WHAT YOU ARE ASKED TO DO =
Print the records below once again, exactly as they were given.

TASK INPUT =
----
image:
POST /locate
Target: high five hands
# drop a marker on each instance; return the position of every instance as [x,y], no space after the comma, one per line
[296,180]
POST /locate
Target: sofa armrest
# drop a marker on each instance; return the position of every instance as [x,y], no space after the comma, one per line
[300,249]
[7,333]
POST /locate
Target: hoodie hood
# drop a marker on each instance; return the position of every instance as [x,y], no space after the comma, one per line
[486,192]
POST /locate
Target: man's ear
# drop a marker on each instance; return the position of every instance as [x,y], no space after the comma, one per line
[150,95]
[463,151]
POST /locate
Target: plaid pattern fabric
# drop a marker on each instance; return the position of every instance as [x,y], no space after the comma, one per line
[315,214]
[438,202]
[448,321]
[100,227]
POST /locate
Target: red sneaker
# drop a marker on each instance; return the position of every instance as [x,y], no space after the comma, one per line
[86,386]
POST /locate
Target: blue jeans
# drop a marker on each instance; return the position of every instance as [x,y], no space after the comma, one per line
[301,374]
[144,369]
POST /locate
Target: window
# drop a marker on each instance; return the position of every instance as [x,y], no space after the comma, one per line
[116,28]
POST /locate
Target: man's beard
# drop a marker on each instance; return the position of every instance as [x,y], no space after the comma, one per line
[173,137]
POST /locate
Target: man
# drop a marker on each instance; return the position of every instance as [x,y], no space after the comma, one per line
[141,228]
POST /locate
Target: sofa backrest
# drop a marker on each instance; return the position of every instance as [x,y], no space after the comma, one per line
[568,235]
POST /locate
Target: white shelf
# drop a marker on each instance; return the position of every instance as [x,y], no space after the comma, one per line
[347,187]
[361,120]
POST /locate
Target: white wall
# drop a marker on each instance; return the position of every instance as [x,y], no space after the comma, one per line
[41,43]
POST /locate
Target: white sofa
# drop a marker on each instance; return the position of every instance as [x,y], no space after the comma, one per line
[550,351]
----
FINISHED TASK =
image:
POST /locate
Target: high five hands
# drop a marker on each instance; return the position of every instance as [x,y], no space after the comma, one per line
[296,180]
POST /locate
Target: sofa armrest
# drop a marker on each instance; return the position of every instance as [x,y], no space after the comma, one per line
[300,249]
[7,333]
POST /locate
Target: hoodie hood
# drop a marker on each instance; return the position of every instance as [x,y], no space after the comma, one per line
[486,192]
POST /locate
Target: man's ear
# drop a marker on each instance; return the position of every instance as [x,y], no space after the comma, one per line
[150,95]
[463,151]
POST /locate
Target: plaid pattern fabric
# drop a marker on each instance; return the position of every instance as [x,y], no space after the comma, one per line
[315,214]
[438,202]
[448,321]
[100,227]
POST /locate
Target: red sneaker
# drop a marker on each instance; return the position of every instance as [x,y], no space after the comma, one per line
[86,386]
POST /locate
Target: blue jeans
# drop a marker on each instance; return the position of every instance as [x,y], no space after the comma, one per line
[301,374]
[144,369]
POST /locate
Target: window
# drop a marker on each instance; return the position of every instance as [x,y], no space after the comma, one per line
[116,28]
POST /locate
Target: man's beard
# drop a marker on each instance; return the position of every instance as [x,y], no space after the comma, one per line
[173,137]
POST /locate
Target: man
# drop a marker on each instance; return the position of every instance as [x,y], no space after the comma, one per line
[141,228]
POST /locate
Target: sofa backrest
# drop a marker on each instance; return the position of every instance as [x,y], no space after the comma, one per line
[568,235]
POST /locate
Target: white shelf
# drop a marker on each instance; return the position of every instance as [x,y], no space after the comma, one per line
[347,187]
[361,120]
POST /locate
Target: white wall
# drop a marker on each instance; return the position of every instance as [x,y], no space after the comma, one per line
[41,43]
POST /locate
Target: white sofa
# drop a marker on each instance; return the position of every instance as [x,y], no space after the comma, one per line
[550,351]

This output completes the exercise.